::: Text excerpt :::
Scalable Partition Handling for Cloud-Native Architecture in Apache Spark 2.1

Apache Spark 2.1 is just around the corner: the community is going through voting process for the release candidates. This blog post discusses one of the most important features in the upcoming release: scalable partition handling.

Spark SQL lets you query terabytes of data with a single job. Often times though, users only want to read a small subset of the total data, e.g. scanning the activity of users in San Francisco rather than the entire world. They do this by partitioning the data files of the table by commonly filtered fields such as date or country. Spark SQL then uses this partitioning information to “prune” or skip over files irrelevant to the user’s queries. However, in previous Spark versions the first read to a table can be slow, if the number of partitions is very large, since Spark must first discover which partitions exist.

In Spark 2.1, we drastically improve the initial latency of queries that touch a small fraction of table partitions. In some cases, queries that took tens of minutes on a fresh Spark cluster now execute in seconds. Our improvements cut down on table memory overheads, and make the SQL experience starting cold comparable to that on a “hot” cluster with table metadata fully cached in memory.
::: Task data :::
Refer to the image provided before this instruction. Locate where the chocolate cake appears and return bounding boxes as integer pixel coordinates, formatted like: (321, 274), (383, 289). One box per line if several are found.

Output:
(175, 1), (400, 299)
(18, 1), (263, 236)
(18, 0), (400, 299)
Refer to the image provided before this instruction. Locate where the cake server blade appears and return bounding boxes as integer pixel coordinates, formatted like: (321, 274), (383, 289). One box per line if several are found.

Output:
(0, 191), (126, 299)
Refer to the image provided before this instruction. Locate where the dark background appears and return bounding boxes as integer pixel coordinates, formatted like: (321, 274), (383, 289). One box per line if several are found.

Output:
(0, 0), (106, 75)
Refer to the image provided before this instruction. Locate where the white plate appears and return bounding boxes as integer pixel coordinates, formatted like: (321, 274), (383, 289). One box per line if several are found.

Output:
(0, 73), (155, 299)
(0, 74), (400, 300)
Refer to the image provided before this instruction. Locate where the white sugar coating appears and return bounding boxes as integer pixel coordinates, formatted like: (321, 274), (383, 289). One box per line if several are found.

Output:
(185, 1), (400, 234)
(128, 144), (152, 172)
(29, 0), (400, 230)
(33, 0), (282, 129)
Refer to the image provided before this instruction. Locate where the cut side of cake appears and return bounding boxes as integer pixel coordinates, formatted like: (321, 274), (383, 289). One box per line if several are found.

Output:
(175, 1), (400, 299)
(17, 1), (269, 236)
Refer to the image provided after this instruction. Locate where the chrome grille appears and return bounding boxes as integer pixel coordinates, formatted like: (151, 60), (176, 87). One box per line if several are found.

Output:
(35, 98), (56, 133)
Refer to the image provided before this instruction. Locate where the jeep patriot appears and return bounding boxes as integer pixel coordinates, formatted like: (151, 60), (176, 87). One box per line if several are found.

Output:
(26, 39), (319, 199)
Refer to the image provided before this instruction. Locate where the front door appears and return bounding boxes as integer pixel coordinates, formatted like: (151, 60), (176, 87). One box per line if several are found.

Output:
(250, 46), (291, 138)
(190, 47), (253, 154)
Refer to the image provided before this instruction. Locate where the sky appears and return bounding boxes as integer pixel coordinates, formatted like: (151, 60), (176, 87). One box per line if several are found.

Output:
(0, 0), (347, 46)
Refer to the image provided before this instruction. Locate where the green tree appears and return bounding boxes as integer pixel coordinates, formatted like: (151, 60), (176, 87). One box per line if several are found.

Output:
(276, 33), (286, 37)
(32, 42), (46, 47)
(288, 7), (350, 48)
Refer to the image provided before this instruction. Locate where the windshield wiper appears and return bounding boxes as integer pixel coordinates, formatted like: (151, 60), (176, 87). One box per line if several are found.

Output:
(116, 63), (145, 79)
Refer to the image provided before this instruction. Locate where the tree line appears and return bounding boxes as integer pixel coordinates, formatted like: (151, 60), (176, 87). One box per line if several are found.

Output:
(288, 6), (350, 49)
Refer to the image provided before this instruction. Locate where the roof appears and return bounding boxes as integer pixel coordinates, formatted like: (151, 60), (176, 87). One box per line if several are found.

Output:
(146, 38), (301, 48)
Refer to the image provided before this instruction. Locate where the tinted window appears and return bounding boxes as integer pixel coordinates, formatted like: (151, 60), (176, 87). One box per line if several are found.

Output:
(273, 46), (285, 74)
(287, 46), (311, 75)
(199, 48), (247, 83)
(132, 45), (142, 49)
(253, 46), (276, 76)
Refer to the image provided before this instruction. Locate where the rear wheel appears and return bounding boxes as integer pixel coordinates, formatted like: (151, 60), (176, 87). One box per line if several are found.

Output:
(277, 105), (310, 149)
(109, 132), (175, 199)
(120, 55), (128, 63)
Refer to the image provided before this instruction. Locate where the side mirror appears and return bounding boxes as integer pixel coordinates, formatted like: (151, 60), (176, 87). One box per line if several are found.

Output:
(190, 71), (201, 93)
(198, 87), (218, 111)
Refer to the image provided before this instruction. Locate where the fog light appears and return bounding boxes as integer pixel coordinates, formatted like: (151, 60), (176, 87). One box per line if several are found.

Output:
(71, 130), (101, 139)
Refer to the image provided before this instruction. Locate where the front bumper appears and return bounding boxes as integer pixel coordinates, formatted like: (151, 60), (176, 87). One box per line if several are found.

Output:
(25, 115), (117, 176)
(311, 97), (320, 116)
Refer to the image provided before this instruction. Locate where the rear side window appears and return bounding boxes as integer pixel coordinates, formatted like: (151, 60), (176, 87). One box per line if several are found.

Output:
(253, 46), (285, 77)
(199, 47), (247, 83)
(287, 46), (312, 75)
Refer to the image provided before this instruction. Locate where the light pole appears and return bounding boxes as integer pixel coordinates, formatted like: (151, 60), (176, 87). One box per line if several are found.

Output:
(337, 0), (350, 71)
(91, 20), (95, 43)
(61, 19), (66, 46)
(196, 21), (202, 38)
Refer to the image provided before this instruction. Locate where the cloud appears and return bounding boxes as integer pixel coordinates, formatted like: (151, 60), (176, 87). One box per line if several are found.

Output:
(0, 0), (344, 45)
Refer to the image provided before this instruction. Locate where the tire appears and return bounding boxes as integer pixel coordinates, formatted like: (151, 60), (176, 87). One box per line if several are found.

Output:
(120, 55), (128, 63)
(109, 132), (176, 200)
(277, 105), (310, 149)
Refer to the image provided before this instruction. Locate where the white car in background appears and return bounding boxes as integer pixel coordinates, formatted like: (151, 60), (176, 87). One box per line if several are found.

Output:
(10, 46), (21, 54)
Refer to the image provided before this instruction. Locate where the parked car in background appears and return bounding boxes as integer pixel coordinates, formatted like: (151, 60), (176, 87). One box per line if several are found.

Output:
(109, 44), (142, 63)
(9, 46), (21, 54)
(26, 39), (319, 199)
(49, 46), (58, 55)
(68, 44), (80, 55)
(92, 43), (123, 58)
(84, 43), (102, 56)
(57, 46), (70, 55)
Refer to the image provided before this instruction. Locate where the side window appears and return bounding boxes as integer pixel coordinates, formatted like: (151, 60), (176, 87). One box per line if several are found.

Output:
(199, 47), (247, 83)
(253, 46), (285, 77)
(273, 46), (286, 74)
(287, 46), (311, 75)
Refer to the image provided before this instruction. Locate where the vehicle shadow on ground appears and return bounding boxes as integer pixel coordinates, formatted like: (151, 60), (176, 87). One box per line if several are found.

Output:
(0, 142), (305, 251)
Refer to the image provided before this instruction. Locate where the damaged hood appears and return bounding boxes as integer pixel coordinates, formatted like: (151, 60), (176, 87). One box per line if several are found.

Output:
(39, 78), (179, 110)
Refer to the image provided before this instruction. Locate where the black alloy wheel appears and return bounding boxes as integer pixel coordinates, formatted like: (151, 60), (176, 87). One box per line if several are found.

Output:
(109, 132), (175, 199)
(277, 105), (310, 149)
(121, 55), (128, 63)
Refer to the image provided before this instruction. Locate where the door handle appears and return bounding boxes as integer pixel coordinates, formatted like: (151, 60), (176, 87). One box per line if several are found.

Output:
:::
Requirements.
a - Copy out, word for word, the stretch of the records from the line containing "where the cloud" through the line containing "(0, 0), (344, 45)", both lines included.
b - Extend the article on scalable partition handling in Spark 2.1, picking up after its last sentence.

The answers.
a -
Refer to the image provided before this instruction. Locate where the cloud appears and return bounding boxes as integer pixel coordinates, formatted like: (151, 60), (176, 87). One box per line if several are found.

Output:
(0, 0), (344, 45)

b -
Spark 2.1 also unifies the partition management features of DataSource and Hive tables.This means both types of tables now support the same partition DDL operations, e.g. adding, deleting, and relocating specific partitions.

Table Management in Spark

To better understand why the latency issue existed, let us first explain how table management worked in previous versions of Spark. In these versions, Spark supports two types of tables in the catalog:

  1. DataSource tables are the preferred format for tables created in Spark. This type of table can be defined on the fly by saving a DataFrame to the filesystem, e.g. df.write.partitionBy("date").saveAsTable("my_metrics"), or via a CREATE TABLE statement, e.g. CREATE TABLE my_metrics USING parquet PARTITIONED BY date.In prior versions, Spark discovers DataSource table metadata from the filesystem and caches it in memory. This metadata includes the list of partitions and also file statistics within each partition. Once cached, table partitions could be pruned in memory very quickly to address incoming queries.
  2. For users coming from Apache Hive deployments, Spark SQL can also read catalog tables defined by Hive serdes. When possible, Spark transparently converts such Hive tables to DataSource format in order to take advantage of IO performance improvements in Spark SQL. Spark does this internally by reading the table and partition metadata from the Hive metastore and caching it in memory.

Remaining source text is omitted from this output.